* [Text excerpt]
A non-traditional Reinhardt student is exemplifying learning, serving, and leading. Olivia Gunn is in the Master of Fine Arts in Creative Writing program and plans to graduate next summer. She also works in the Center for Student Success (CSS) and writes for the Rome newspaper.
Gunn’s objective is to teach at the collegiate level. She’s previously taught K-12 as an assistant and a substitute and comes from a family of educators. “I have the teaching bug and I love it. I especially enjoy working with students who are nervous about writing.”
At the CSS, Gunn works part-time as the Relations Coordinator as well as a tutor. She loves helping people and wants students to know that the CSS is on campus to help with projects and essays, provide tutoring for any class, or even give guidance to get organized. Use of the CSS has more than doubled since last fall.

* [What to do]
Resume the article on Reinhardt student Olivia Gunn, picking up right after its final sentence.

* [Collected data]
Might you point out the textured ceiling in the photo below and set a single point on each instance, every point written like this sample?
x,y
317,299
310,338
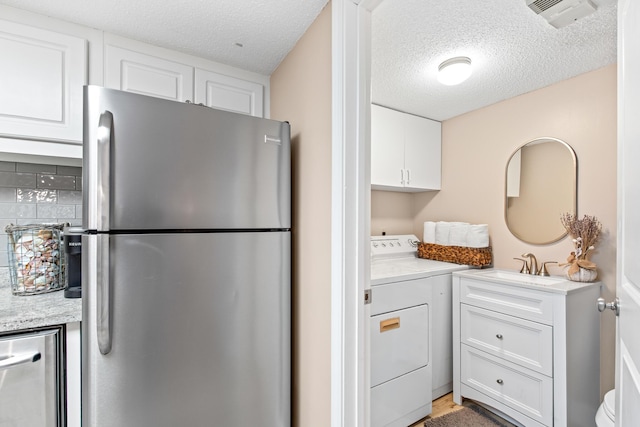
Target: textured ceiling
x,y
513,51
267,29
--
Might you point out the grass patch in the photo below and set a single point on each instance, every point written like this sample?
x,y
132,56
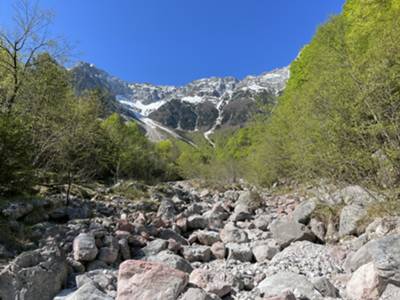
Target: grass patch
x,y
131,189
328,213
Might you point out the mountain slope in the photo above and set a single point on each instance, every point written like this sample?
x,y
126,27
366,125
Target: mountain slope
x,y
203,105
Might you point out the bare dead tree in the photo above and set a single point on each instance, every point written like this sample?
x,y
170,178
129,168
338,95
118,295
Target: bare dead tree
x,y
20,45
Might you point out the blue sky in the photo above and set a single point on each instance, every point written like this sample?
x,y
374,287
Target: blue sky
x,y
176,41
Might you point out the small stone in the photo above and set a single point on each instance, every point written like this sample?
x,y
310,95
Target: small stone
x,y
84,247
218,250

* [Written reply]
Gunn’s critical thesis is on poetry that came out of Hurricane Katrina. She went to New Orleans right after the hurricane and worked amid the devastation. Last year, seventeen years later, she revisited the Ninth Ward and interviewed people who had been through the storm. She also got to meet her favorite author, Patricia Smith, who wrote an award-winning book about Hurricane Katrina called Blood Dazzler, saying, “It was a once-in-a-lifetime experience.”
At the Rome News-Tribune, Gunn has a weekly personal column in the weekend edition and is given the liberty to write about anything. Her topics range from mental health to her grandmother’s wisdom. She says it’s an amazing opportunity and is considering syndicating her work. “I'm honored and I'm in awe that I even have a spot and am writing alongside people who have been writing columns I've been reading since I was a kid.”
Gunn’s passion for equal justice helped bring civil rights activist Lynda Blackmon Lowery to campus last spring. As an undergrad, Gunn went to Selma, Alabama for the 50th anniversary of Bloody Sunday, met her, and kept in touch. Years later, Lowery invited her for a visit and the resulting interview was included in the James Dickey Review, an annual compilation of creative work published by Reinhardt. This inspired MFA Professor Bill Walsh to invite Lowery to speak at Reinhardt.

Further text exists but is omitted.